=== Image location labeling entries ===
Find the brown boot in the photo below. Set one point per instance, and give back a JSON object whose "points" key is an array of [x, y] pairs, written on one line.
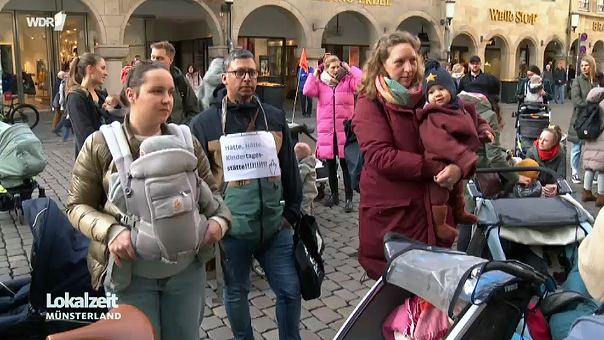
{"points": [[444, 232], [588, 196], [600, 201]]}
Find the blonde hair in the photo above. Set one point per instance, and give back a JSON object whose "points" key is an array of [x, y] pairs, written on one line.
{"points": [[330, 59], [592, 67], [381, 52]]}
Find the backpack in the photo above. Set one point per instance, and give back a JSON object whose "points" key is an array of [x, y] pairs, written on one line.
{"points": [[162, 196], [588, 122]]}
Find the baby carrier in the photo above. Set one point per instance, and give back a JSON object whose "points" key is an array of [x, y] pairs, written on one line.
{"points": [[161, 194]]}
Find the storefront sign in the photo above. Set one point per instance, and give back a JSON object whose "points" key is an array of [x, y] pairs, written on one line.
{"points": [[385, 3], [510, 16], [57, 22], [598, 26]]}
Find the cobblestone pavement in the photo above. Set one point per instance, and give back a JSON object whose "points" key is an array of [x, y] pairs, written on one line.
{"points": [[343, 287]]}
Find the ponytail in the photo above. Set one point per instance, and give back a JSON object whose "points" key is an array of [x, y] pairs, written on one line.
{"points": [[77, 69]]}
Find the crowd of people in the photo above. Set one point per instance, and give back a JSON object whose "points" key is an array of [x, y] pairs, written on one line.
{"points": [[423, 132]]}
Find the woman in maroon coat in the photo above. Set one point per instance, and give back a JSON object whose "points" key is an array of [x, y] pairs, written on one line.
{"points": [[396, 175]]}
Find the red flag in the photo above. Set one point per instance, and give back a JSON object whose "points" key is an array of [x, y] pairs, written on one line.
{"points": [[303, 62]]}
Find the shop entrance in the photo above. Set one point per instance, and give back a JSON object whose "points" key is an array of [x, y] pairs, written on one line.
{"points": [[33, 51]]}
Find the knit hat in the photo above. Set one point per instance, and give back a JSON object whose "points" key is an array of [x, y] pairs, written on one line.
{"points": [[530, 174], [157, 143], [436, 75]]}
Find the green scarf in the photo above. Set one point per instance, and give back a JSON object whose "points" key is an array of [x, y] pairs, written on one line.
{"points": [[398, 91]]}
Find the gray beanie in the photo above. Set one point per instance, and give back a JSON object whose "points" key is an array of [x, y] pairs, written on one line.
{"points": [[157, 143]]}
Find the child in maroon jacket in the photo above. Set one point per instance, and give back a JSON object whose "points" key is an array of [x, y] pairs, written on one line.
{"points": [[451, 131]]}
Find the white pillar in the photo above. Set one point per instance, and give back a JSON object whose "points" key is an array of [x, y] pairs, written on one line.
{"points": [[114, 56]]}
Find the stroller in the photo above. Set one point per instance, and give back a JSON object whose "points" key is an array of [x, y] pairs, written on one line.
{"points": [[531, 119], [322, 172], [21, 158], [543, 232], [59, 267], [485, 300]]}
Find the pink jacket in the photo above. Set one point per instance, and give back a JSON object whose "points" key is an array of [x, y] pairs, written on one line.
{"points": [[331, 112]]}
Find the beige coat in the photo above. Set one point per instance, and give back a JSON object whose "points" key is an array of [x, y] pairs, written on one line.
{"points": [[593, 156], [87, 205]]}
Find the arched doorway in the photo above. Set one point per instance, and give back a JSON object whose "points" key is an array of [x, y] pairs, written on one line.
{"points": [[273, 44], [188, 24], [34, 53], [598, 54], [462, 49], [526, 55], [348, 35], [553, 53], [496, 56], [427, 33]]}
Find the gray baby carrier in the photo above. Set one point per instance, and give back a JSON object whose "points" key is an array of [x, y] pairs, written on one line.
{"points": [[161, 196]]}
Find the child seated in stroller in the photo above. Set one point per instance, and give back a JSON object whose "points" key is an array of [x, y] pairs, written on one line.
{"points": [[450, 133], [528, 184], [306, 165]]}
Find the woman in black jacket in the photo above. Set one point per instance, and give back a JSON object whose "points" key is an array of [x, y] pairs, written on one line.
{"points": [[84, 105]]}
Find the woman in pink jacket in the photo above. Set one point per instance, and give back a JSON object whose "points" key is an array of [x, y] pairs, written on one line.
{"points": [[335, 87]]}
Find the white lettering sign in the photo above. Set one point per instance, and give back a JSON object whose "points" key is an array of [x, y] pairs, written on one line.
{"points": [[249, 155], [58, 22]]}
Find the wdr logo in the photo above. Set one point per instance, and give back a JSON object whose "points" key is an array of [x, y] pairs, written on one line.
{"points": [[77, 302]]}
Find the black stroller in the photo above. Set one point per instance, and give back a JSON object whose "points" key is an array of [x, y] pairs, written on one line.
{"points": [[485, 300], [531, 119], [58, 261], [21, 158]]}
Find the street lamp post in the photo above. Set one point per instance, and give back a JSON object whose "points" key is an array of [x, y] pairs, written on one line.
{"points": [[229, 4], [574, 23], [449, 15]]}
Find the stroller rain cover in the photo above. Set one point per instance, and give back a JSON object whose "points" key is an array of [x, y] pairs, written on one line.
{"points": [[21, 155]]}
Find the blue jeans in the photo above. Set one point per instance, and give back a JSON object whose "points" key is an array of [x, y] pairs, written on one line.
{"points": [[559, 88], [276, 257], [575, 156], [305, 104], [173, 305]]}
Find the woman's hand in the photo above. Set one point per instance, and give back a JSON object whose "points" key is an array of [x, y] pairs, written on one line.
{"points": [[214, 233], [121, 247], [449, 176]]}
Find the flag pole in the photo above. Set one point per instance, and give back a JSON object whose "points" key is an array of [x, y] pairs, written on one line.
{"points": [[296, 97]]}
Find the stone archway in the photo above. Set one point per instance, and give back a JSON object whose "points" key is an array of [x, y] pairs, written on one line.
{"points": [[497, 55], [526, 55], [421, 25], [350, 36], [178, 9], [463, 47]]}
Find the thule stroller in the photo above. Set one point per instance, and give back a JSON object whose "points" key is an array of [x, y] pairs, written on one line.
{"points": [[21, 158], [531, 119], [58, 262], [485, 300]]}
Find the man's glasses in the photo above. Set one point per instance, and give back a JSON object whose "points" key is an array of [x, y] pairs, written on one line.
{"points": [[240, 74]]}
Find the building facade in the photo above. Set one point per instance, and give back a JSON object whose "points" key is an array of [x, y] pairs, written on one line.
{"points": [[507, 36]]}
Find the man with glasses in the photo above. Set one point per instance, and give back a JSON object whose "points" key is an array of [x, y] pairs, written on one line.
{"points": [[252, 157]]}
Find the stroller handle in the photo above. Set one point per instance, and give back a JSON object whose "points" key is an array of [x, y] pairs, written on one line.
{"points": [[517, 269], [518, 169]]}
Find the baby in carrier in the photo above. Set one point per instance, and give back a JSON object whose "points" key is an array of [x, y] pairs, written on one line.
{"points": [[450, 135], [165, 201]]}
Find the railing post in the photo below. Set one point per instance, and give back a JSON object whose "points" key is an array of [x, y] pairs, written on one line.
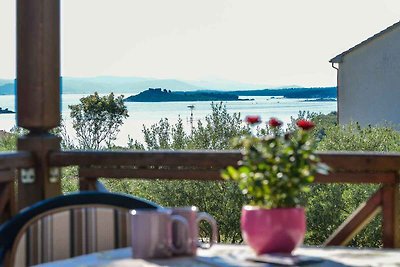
{"points": [[38, 94]]}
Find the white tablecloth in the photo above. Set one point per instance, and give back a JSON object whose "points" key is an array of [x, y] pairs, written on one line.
{"points": [[238, 255]]}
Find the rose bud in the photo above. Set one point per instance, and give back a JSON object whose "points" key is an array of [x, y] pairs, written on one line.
{"points": [[253, 119], [305, 125], [274, 123]]}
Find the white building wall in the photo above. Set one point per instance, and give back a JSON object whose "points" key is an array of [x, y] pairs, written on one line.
{"points": [[369, 82]]}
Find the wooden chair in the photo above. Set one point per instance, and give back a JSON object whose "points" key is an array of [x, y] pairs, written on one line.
{"points": [[67, 226]]}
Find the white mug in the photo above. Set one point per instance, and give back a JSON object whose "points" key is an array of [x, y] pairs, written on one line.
{"points": [[193, 217], [152, 233]]}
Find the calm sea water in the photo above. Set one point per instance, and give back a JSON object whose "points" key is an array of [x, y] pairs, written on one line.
{"points": [[149, 113]]}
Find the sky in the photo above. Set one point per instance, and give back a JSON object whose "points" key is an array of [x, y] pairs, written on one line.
{"points": [[271, 42]]}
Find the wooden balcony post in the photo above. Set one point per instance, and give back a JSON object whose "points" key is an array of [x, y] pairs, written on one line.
{"points": [[38, 94]]}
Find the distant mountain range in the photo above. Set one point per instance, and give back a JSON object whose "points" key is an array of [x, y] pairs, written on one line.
{"points": [[135, 85]]}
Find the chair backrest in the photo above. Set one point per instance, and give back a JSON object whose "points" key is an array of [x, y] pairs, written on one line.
{"points": [[68, 226]]}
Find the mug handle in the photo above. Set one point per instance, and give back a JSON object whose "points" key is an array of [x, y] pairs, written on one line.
{"points": [[185, 225], [204, 216]]}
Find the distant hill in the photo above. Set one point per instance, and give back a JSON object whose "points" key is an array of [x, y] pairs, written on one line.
{"points": [[131, 85], [164, 95], [135, 85]]}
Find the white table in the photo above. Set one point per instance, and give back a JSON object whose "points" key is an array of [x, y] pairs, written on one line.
{"points": [[236, 255]]}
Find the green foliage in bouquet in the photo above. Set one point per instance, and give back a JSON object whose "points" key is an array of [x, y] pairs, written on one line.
{"points": [[275, 168]]}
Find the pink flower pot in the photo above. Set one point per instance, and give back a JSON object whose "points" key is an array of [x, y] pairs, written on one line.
{"points": [[273, 230]]}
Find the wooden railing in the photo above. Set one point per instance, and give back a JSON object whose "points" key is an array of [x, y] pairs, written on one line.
{"points": [[9, 162], [347, 167]]}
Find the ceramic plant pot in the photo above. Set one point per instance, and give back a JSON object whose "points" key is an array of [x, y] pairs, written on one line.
{"points": [[273, 230]]}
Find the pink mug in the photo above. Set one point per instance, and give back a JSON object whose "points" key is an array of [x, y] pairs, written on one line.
{"points": [[152, 233], [192, 242]]}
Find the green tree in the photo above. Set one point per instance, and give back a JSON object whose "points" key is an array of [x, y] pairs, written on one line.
{"points": [[97, 120]]}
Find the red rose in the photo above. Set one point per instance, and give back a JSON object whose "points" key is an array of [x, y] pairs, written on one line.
{"points": [[305, 125], [253, 119], [274, 122]]}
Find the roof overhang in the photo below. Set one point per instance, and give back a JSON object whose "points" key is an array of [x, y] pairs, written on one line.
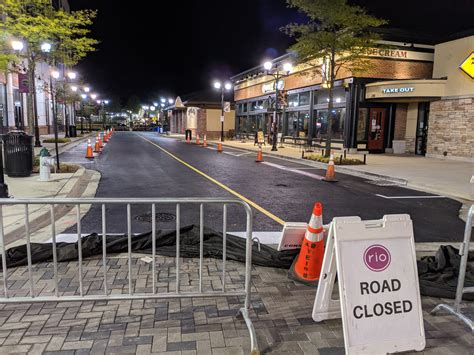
{"points": [[405, 90]]}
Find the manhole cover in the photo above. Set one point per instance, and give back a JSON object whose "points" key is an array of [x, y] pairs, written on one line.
{"points": [[160, 217]]}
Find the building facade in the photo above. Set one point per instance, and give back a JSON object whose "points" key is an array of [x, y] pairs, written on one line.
{"points": [[201, 113], [413, 99]]}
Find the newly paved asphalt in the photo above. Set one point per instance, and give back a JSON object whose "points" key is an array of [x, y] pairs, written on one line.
{"points": [[133, 165]]}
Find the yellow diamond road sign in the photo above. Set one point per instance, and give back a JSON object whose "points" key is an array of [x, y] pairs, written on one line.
{"points": [[468, 65]]}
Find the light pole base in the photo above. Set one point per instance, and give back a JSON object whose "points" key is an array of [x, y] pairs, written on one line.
{"points": [[4, 191]]}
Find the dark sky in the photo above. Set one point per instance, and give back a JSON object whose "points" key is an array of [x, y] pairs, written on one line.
{"points": [[156, 47]]}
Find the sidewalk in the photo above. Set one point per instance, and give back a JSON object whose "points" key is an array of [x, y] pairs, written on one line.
{"points": [[82, 183], [62, 146], [446, 177]]}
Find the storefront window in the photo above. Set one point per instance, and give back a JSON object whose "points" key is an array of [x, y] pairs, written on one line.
{"points": [[303, 122], [362, 124], [242, 124], [304, 98], [339, 96], [292, 123], [293, 100], [337, 124]]}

=== To be done ===
Drop the pictures, then write out only the lines running from the one containing "Find the red rose" through the last line above, both included, exactly.

=== Expected output ===
Find the red rose in the photo above. Set one point per instance, and give back a JSON object whose "points" key is an array of [x, y] pairs, written on one line.
{"points": [[305, 125], [253, 119], [274, 122]]}
Find the roof overhang in the photo below. Set one point per instance, and give back a JSON object whose "points" key is an array of [x, y] pairs, written on one line.
{"points": [[405, 90]]}
Find the manhole cover in the photo above. Set one point per instance, and give back a JSON object whose "points" key is an array of [x, y] pairs, written on one line.
{"points": [[160, 217]]}
Find the building facade in the photo above. Set one point per instance, and give back a JSON object whose "points" key is an array of [x, y] pairs, written on one line.
{"points": [[201, 113], [413, 99]]}
Find the newly paved asphalt in the photo above. Set one point per instance, and give back a JSON object whose "points" key is an array of [x, y] pairs, written on one line.
{"points": [[133, 165]]}
Find the yellow diamond road sign in the photo above. Set one point per instance, and give back a JSON object whose "points" key is an array of [x, y] pairs, written on one line.
{"points": [[468, 65]]}
Find the light pole base in the photo above. Set one point per instance, and give back a JSON object whose "points" key is an array of [x, y] pairs, written on one line.
{"points": [[4, 191]]}
Find the dark sky in the photo above. Set one point per instance, and give back a JSON object whose "points" key is an array of [x, y] pairs, written on one line.
{"points": [[156, 47]]}
Find the sidewalk in the photo above. Set one point per instance, and give back a JSON object whose "points" key is an array of [x, y] pairs, written on one line.
{"points": [[82, 183], [62, 146], [446, 177]]}
Find the storefront window in the photo above. Set one point per instance, and give back a JSON object whose "points" key is an array of [x, y] pairs, written on one line.
{"points": [[303, 122], [362, 124], [242, 124], [304, 98], [339, 96], [292, 123], [293, 100], [337, 124]]}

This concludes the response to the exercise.